What is being asked> Pull out every line below that contains the word "green", matching its case exactly.

Data section>
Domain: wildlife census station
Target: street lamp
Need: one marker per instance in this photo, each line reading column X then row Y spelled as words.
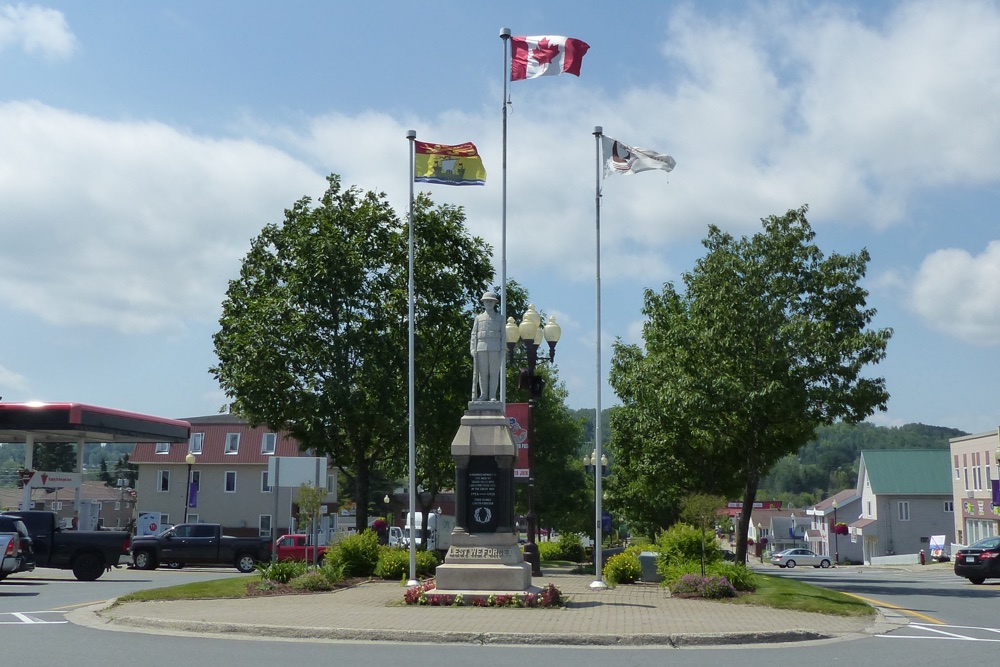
column 189, row 459
column 530, row 334
column 836, row 536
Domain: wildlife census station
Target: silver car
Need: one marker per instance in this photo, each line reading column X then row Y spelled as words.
column 793, row 557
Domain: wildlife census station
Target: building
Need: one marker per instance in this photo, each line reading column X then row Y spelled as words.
column 906, row 497
column 842, row 507
column 973, row 481
column 227, row 483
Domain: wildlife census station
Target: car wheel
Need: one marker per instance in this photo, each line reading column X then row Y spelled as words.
column 144, row 561
column 246, row 564
column 88, row 567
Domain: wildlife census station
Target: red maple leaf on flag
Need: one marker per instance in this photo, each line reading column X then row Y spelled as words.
column 545, row 53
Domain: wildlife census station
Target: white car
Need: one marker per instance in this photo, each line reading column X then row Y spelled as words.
column 793, row 557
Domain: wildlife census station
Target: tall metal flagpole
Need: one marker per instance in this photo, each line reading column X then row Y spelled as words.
column 598, row 449
column 505, row 36
column 411, row 135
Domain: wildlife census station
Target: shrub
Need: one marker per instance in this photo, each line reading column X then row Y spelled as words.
column 622, row 568
column 713, row 587
column 314, row 580
column 548, row 551
column 681, row 543
column 394, row 563
column 356, row 555
column 569, row 547
column 281, row 572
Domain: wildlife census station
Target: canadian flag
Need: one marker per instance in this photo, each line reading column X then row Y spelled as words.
column 548, row 55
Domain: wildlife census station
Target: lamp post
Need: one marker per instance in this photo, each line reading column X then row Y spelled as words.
column 189, row 459
column 530, row 334
column 836, row 536
column 590, row 465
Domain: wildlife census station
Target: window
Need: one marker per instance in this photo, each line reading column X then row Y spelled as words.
column 197, row 445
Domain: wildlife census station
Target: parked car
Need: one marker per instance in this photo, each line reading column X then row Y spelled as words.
column 979, row 562
column 9, row 560
column 792, row 557
column 88, row 553
column 199, row 544
column 26, row 552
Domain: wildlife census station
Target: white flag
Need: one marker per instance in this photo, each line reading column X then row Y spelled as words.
column 622, row 159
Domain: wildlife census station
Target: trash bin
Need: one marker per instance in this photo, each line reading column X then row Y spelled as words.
column 647, row 564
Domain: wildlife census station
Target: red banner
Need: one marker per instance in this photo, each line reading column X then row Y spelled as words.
column 517, row 415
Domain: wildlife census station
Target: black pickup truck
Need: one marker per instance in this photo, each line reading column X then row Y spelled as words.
column 199, row 544
column 89, row 553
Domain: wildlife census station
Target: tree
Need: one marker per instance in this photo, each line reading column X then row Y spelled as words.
column 768, row 342
column 313, row 336
column 702, row 512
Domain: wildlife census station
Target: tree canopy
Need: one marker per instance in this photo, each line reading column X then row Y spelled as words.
column 313, row 335
column 768, row 341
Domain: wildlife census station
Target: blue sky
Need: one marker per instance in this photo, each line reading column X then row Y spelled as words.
column 145, row 144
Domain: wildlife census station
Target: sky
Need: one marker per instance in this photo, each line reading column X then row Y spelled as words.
column 143, row 146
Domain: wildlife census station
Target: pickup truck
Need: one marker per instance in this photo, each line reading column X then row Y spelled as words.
column 88, row 553
column 9, row 560
column 199, row 544
column 296, row 547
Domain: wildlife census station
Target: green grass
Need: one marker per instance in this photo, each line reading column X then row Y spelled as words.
column 232, row 587
column 782, row 593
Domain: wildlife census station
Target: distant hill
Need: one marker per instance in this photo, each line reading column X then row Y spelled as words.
column 829, row 463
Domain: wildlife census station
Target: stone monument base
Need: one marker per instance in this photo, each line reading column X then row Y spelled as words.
column 483, row 563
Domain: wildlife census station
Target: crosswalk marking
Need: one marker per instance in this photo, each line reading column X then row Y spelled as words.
column 30, row 618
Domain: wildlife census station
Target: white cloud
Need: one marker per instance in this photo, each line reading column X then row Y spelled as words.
column 132, row 226
column 37, row 30
column 959, row 294
column 11, row 381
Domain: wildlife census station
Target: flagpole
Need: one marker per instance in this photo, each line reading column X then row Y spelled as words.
column 411, row 135
column 598, row 582
column 505, row 36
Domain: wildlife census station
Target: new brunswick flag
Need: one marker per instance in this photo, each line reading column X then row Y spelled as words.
column 448, row 165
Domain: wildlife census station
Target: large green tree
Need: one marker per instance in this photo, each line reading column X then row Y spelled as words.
column 313, row 335
column 769, row 340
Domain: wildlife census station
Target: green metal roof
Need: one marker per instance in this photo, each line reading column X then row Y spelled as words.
column 909, row 471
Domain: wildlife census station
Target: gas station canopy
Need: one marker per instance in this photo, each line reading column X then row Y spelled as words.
column 72, row 422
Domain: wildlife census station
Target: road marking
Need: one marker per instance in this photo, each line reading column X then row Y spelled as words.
column 937, row 632
column 28, row 618
column 879, row 603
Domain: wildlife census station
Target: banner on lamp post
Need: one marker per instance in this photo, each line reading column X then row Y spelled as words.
column 517, row 416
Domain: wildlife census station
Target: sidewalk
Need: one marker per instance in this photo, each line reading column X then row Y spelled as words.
column 629, row 615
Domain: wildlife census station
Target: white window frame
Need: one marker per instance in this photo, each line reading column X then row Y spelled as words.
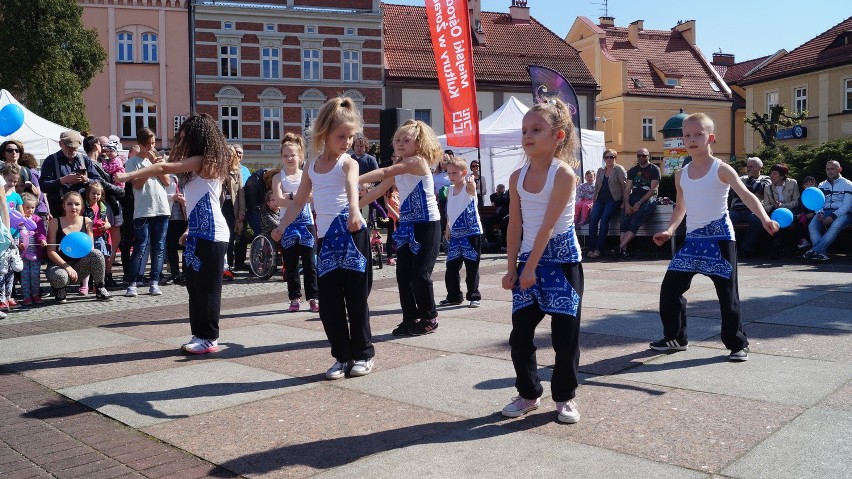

Worked answer>
Target: green grass
Target: large green tree
Target: green metal roof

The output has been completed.